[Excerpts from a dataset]
++++++
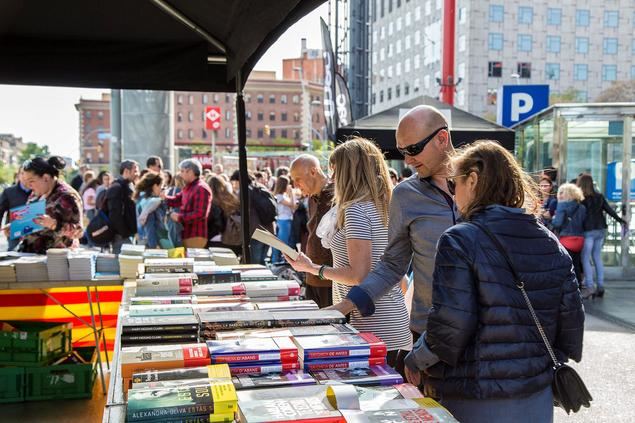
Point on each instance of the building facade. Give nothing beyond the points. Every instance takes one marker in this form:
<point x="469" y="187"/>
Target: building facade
<point x="580" y="47"/>
<point x="94" y="131"/>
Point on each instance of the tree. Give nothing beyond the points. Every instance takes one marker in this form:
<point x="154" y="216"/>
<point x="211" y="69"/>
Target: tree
<point x="32" y="150"/>
<point x="619" y="91"/>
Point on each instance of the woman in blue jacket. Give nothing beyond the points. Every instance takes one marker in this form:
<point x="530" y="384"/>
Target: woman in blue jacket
<point x="482" y="355"/>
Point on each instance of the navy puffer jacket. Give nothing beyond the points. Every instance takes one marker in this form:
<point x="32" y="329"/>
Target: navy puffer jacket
<point x="480" y="326"/>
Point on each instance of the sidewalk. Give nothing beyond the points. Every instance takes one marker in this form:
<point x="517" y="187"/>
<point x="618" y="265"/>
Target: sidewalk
<point x="617" y="306"/>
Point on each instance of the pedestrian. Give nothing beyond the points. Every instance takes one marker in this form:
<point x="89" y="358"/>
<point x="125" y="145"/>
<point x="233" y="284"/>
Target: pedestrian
<point x="62" y="220"/>
<point x="482" y="355"/>
<point x="307" y="175"/>
<point x="194" y="204"/>
<point x="357" y="233"/>
<point x="594" y="234"/>
<point x="421" y="209"/>
<point x="14" y="196"/>
<point x="120" y="206"/>
<point x="569" y="224"/>
<point x="286" y="205"/>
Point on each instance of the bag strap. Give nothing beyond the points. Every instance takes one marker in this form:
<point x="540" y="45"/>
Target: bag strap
<point x="521" y="285"/>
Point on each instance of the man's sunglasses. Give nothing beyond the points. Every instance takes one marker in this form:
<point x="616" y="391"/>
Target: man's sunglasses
<point x="414" y="149"/>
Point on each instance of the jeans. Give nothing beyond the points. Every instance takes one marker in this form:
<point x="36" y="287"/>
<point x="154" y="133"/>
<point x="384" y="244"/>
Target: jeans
<point x="593" y="242"/>
<point x="284" y="233"/>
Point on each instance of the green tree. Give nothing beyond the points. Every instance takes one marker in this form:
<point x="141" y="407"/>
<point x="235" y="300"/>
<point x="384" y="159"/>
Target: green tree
<point x="32" y="150"/>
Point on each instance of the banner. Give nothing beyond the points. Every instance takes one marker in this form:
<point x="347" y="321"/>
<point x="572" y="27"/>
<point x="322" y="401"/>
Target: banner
<point x="329" y="81"/>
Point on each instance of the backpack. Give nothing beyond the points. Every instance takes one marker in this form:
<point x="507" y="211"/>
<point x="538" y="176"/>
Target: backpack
<point x="265" y="204"/>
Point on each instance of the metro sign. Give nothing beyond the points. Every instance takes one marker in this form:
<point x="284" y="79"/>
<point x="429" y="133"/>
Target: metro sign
<point x="212" y="117"/>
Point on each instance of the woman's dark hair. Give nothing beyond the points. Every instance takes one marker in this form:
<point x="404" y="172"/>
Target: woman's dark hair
<point x="146" y="183"/>
<point x="41" y="166"/>
<point x="501" y="180"/>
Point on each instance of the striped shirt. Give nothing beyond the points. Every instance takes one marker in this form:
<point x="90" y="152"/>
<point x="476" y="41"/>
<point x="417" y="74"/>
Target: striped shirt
<point x="390" y="321"/>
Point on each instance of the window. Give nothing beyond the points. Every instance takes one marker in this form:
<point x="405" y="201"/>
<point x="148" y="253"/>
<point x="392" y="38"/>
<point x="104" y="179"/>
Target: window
<point x="495" y="41"/>
<point x="524" y="42"/>
<point x="554" y="16"/>
<point x="495" y="69"/>
<point x="580" y="72"/>
<point x="552" y="71"/>
<point x="610" y="46"/>
<point x="496" y="13"/>
<point x="581" y="45"/>
<point x="524" y="69"/>
<point x="611" y="18"/>
<point x="553" y="44"/>
<point x="609" y="72"/>
<point x="525" y="15"/>
<point x="582" y="17"/>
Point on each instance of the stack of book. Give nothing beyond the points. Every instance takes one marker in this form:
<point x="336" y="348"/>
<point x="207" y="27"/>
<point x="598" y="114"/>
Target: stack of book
<point x="31" y="269"/>
<point x="81" y="266"/>
<point x="341" y="351"/>
<point x="159" y="330"/>
<point x="57" y="264"/>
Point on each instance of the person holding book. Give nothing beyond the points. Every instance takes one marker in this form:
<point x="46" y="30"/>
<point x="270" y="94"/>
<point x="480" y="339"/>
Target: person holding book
<point x="62" y="221"/>
<point x="357" y="233"/>
<point x="482" y="353"/>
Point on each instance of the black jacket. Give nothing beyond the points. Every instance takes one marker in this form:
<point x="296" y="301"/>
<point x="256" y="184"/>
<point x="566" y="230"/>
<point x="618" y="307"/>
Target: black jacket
<point x="121" y="208"/>
<point x="596" y="205"/>
<point x="479" y="325"/>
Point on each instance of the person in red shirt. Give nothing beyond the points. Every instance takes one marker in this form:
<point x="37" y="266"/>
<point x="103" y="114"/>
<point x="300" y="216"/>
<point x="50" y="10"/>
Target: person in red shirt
<point x="194" y="203"/>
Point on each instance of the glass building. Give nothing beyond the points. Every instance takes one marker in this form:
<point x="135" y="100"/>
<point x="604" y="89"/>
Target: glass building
<point x="594" y="138"/>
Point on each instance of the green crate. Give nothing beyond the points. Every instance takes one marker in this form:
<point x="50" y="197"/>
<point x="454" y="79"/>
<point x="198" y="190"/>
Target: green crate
<point x="35" y="343"/>
<point x="11" y="384"/>
<point x="63" y="381"/>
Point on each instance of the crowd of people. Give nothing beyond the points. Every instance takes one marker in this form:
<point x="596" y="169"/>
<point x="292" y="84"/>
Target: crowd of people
<point x="460" y="230"/>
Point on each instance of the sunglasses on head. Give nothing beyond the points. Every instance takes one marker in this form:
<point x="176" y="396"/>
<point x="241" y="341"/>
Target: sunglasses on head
<point x="416" y="148"/>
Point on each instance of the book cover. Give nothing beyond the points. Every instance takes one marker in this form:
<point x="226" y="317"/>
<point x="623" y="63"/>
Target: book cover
<point x="340" y="345"/>
<point x="373" y="375"/>
<point x="253" y="350"/>
<point x="21" y="218"/>
<point x="183" y="401"/>
<point x="342" y="363"/>
<point x="307" y="318"/>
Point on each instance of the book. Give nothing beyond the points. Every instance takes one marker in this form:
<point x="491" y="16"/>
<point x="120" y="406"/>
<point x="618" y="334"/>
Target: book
<point x="340" y="345"/>
<point x="307" y="318"/>
<point x="271" y="240"/>
<point x="253" y="350"/>
<point x="183" y="401"/>
<point x="342" y="363"/>
<point x="21" y="218"/>
<point x="373" y="375"/>
<point x="211" y="371"/>
<point x="134" y="359"/>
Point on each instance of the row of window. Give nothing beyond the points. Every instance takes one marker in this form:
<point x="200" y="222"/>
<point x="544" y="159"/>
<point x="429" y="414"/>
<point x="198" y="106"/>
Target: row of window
<point x="610" y="45"/>
<point x="554" y="16"/>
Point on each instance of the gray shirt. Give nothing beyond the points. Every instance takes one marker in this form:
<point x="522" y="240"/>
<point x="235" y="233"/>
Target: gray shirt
<point x="419" y="213"/>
++++++
Brief:
The entries above need to be printed again exactly; please exclude all pictures.

Response:
Point on each instance of the building facade. Give nothing beyond the points. Every instance takes one marker in this form:
<point x="469" y="187"/>
Target: building facade
<point x="580" y="47"/>
<point x="94" y="131"/>
Point on each instance of the tree. Give nothing beyond the points. Every instance takes one marker in this form:
<point x="154" y="216"/>
<point x="211" y="69"/>
Target: tree
<point x="32" y="150"/>
<point x="619" y="91"/>
Point on each instance of the woman in blue jacket. Give nothing beyond the points. Every instance takes one marker in this form:
<point x="530" y="384"/>
Target: woman in blue jacket
<point x="482" y="355"/>
Point on each instance of the navy puffer jacket. Give nothing beyond the points. Every instance takes one marker in this form:
<point x="32" y="329"/>
Target: navy puffer jacket
<point x="480" y="326"/>
Point on each instance of the sidewalk. Give nothing beyond the points. Every instance takes one marker in this form:
<point x="517" y="187"/>
<point x="618" y="265"/>
Target: sidewalk
<point x="617" y="306"/>
Point on each instance of the pedestrian. Give nothing beyond the points. Every instance takes one marker in this form:
<point x="89" y="358"/>
<point x="125" y="145"/>
<point x="233" y="284"/>
Target: pedestrian
<point x="62" y="220"/>
<point x="482" y="355"/>
<point x="307" y="175"/>
<point x="194" y="204"/>
<point x="357" y="233"/>
<point x="594" y="234"/>
<point x="421" y="209"/>
<point x="14" y="196"/>
<point x="120" y="206"/>
<point x="569" y="224"/>
<point x="286" y="205"/>
Point on each instance of the bag strap. Give nothing beyond the points. Every instance takes one marker in this form:
<point x="540" y="45"/>
Target: bag strap
<point x="521" y="285"/>
Point on each instance of the man's sunglasses. Give nothing beyond the points. Every instance takes one marker in this form:
<point x="616" y="391"/>
Target: man's sunglasses
<point x="414" y="149"/>
Point on each instance of the jeans. Give nothing beyond the points. Every instance takes one marker in this form:
<point x="36" y="287"/>
<point x="154" y="133"/>
<point x="384" y="244"/>
Target: jeans
<point x="593" y="242"/>
<point x="284" y="233"/>
Point on each instance of the green tree. Give nothing beyond the points. Every instance takes one marker in this form:
<point x="141" y="407"/>
<point x="235" y="300"/>
<point x="384" y="159"/>
Target: green tree
<point x="32" y="150"/>
Point on each instance of the banner. Give nothing beyond the points. Every instance takes one marker in this form:
<point x="347" y="321"/>
<point x="572" y="27"/>
<point x="322" y="401"/>
Target: banner
<point x="329" y="81"/>
Point on each instance of the backpack. Give nothing beyond the points. Every instance takes one marker in this form:
<point x="507" y="211"/>
<point x="538" y="176"/>
Target: backpack
<point x="265" y="204"/>
Point on each instance of the metro sign. Give nothing beyond the points. Every instance takes one marker in this form:
<point x="284" y="79"/>
<point x="429" y="133"/>
Target: metro sign
<point x="212" y="117"/>
Point on each instance of the woman's dark hair. Give nothing beyond the points. Every instance takes one marker in this form:
<point x="404" y="172"/>
Target: woman's dark hair
<point x="146" y="183"/>
<point x="41" y="166"/>
<point x="501" y="180"/>
Point on each instance of the striped shirt. Give nothing beyond the points. Every instance takes one marker in this form:
<point x="90" y="152"/>
<point x="476" y="41"/>
<point x="417" y="74"/>
Target: striped shirt
<point x="390" y="321"/>
Point on each instance of the window. Give nothing beyond the points. Every instance takes one marker in this form:
<point x="405" y="201"/>
<point x="148" y="253"/>
<point x="392" y="38"/>
<point x="104" y="179"/>
Target: window
<point x="495" y="41"/>
<point x="524" y="42"/>
<point x="554" y="16"/>
<point x="495" y="69"/>
<point x="580" y="72"/>
<point x="552" y="71"/>
<point x="610" y="46"/>
<point x="496" y="13"/>
<point x="581" y="45"/>
<point x="524" y="69"/>
<point x="611" y="18"/>
<point x="553" y="44"/>
<point x="609" y="72"/>
<point x="525" y="15"/>
<point x="582" y="17"/>
Point on each instance of the stack of book. Give nothing beyond the points. Every instance takes one marker in this form:
<point x="336" y="348"/>
<point x="207" y="27"/>
<point x="598" y="114"/>
Target: stack of book
<point x="31" y="269"/>
<point x="81" y="266"/>
<point x="341" y="351"/>
<point x="159" y="330"/>
<point x="57" y="264"/>
Point on each instance of the person holding book. Give nothing beyond the points. Every instance takes one marker in this form:
<point x="46" y="30"/>
<point x="270" y="94"/>
<point x="480" y="339"/>
Target: person holding book
<point x="62" y="221"/>
<point x="357" y="233"/>
<point x="482" y="353"/>
Point on each instance of the black jacket. Give nothing beyond the points. Every instance takes one marker in this form:
<point x="296" y="301"/>
<point x="256" y="184"/>
<point x="566" y="230"/>
<point x="618" y="307"/>
Target: black jacket
<point x="121" y="208"/>
<point x="596" y="205"/>
<point x="479" y="325"/>
Point on each instance of the person in red shirt. Give nothing beyond the points. Every instance takes one marker in this form:
<point x="37" y="266"/>
<point x="103" y="114"/>
<point x="300" y="216"/>
<point x="50" y="10"/>
Target: person in red shirt
<point x="194" y="203"/>
Point on each instance of the glass building. Give nothing beyond the points. Every instance takes one marker in this form:
<point x="135" y="100"/>
<point x="604" y="89"/>
Target: glass building
<point x="594" y="138"/>
Point on each instance of the green crate. Give nothing beyond the points. Every instance takes one marker in this form:
<point x="50" y="197"/>
<point x="454" y="79"/>
<point x="198" y="190"/>
Target: green crate
<point x="35" y="343"/>
<point x="11" y="384"/>
<point x="63" y="381"/>
Point on each instance of the crowd of people. Give nothing beyond the points. Every instance takes one marker in this form:
<point x="596" y="169"/>
<point x="292" y="84"/>
Target: crowd of people
<point x="460" y="230"/>
Point on each instance of the sunglasses on head. Give nothing beyond the points. Every instance takes one marker in this form:
<point x="176" y="396"/>
<point x="241" y="341"/>
Target: sunglasses on head
<point x="416" y="148"/>
Point on each instance of the book cover. Give nothing beyond the points. Every instance takes one marker in this form:
<point x="226" y="317"/>
<point x="623" y="63"/>
Target: book cover
<point x="340" y="345"/>
<point x="373" y="375"/>
<point x="253" y="350"/>
<point x="21" y="218"/>
<point x="183" y="401"/>
<point x="342" y="363"/>
<point x="307" y="318"/>
Point on each instance of the book. Give nothing beyond the points. Every instance takes one marker in this form:
<point x="491" y="16"/>
<point x="120" y="406"/>
<point x="618" y="334"/>
Target: book
<point x="340" y="345"/>
<point x="307" y="318"/>
<point x="271" y="240"/>
<point x="253" y="350"/>
<point x="183" y="401"/>
<point x="342" y="363"/>
<point x="21" y="218"/>
<point x="373" y="375"/>
<point x="211" y="371"/>
<point x="134" y="359"/>
Point on each instance of the row of window. Give nothing beyond the points. Every instance takes one marker in this form:
<point x="200" y="222"/>
<point x="544" y="159"/>
<point x="429" y="414"/>
<point x="198" y="106"/>
Target: row of window
<point x="610" y="45"/>
<point x="554" y="16"/>
Point on each instance of the gray shirt. Give nothing beyond the points. Every instance takes one marker in this form:
<point x="522" y="240"/>
<point x="235" y="233"/>
Target: gray shirt
<point x="419" y="213"/>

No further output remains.